Given text —

****************************************

The formation of the interlock cavities in the first portion of the molded part followed by the molding and solidification of the second material within the interlock cavities has several advantages. No molding undercut is formed in forming the interlock cavities. In molding processes, the molding of undercuts often is considered undesirable because undercuts make the molded part more difficult to extract from the mold. Typically, the part must be molded from a flexible material in order to facilitate extraction of the part from the mold, which limits the choice of materials for the part, or the mold is complicated to design and manufacture, thereby increasing the cost of production of the part. In the present process, however, the interlock cavities are formed by pins that can easily be removed from the mold cavity, thereby simplifying the mold design.
Although the molding method described herein is particularly suitable for two-shot or multi-shot injection molding processes, the method can also be used in overmold processes. Using an overmolding process, a previously molded part is inserted into a mold and a second material is overmolded about the molded part. The use of mechanical interlocks, especially with materials that do not adhere together, are useful in joining the overmolded component to the previously molded part.
The materials that can be used to form the injection molded part can be virtually any polymeric material that is capable of being injection molded. If the injection molded part is to be used in a package or container the polymer materials must also be compatible with the product to be stored in the container. Suitable polymeric materials include polyethylene (PE—high density, low density, LLD, VLLD), polypropylene (PP), polyvinyl chloride (PVC), high impact polystyrene (HIPS), cyclic olefin co-polymer (CoC) polyethylene vinyl acetate (EVA), polystyrene (PS), polycarbonate (PC), polyester terephthalate (PET), polyamide (nylon), acetal copolymer or homopolymer resin, and liquid crystal polymer.

****************************************

Entries —
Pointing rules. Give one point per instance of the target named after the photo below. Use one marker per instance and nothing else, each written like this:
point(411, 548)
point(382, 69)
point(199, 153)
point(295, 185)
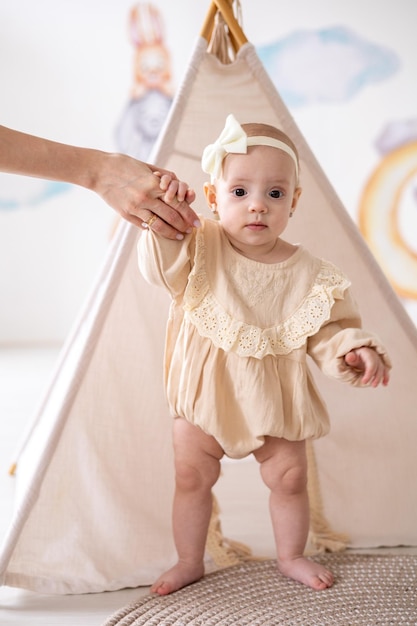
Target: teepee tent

****************************************

Your tasks —
- A) Answer these about the molding passage:
(i) What forms the interlock cavities in the present process?
(ii) In an overmolding process, what is inserted into a mold?
(iii) If the injection molded part is used in a package or container, what must the polymer materials be compatible with?
- B) Can you repeat the molding passage between "The materials that" and "liquid crystal polymer.", inclusive?
Rely on the molding passage alone.

Responses for each task —
- A)
(i) Pins that can easily be removed from the mold cavity.
(ii) A previously molded part.
(iii) The product to be stored in the container.

- B)
The materials that can be used to form the injection molded part can be virtually any polymeric material that is capable of being injection molded. If the injection molded part is to be used in a package or container the polymer materials must also be compatible with the product to be stored in the container. Suitable polymeric materials include polyethylene (PE—high density, low density, LLD, VLLD), polypropylene (PP), polyvinyl chloride (PVC), high impact polystyrene (HIPS), cyclic olefin co-polymer (CoC) polyethylene vinyl acetate (EVA), polystyrene (PS), polycarbonate (PC), polyester terephthalate (PET), polyamide (nylon), acetal copolymer or homopolymer resin, and liquid crystal polymer.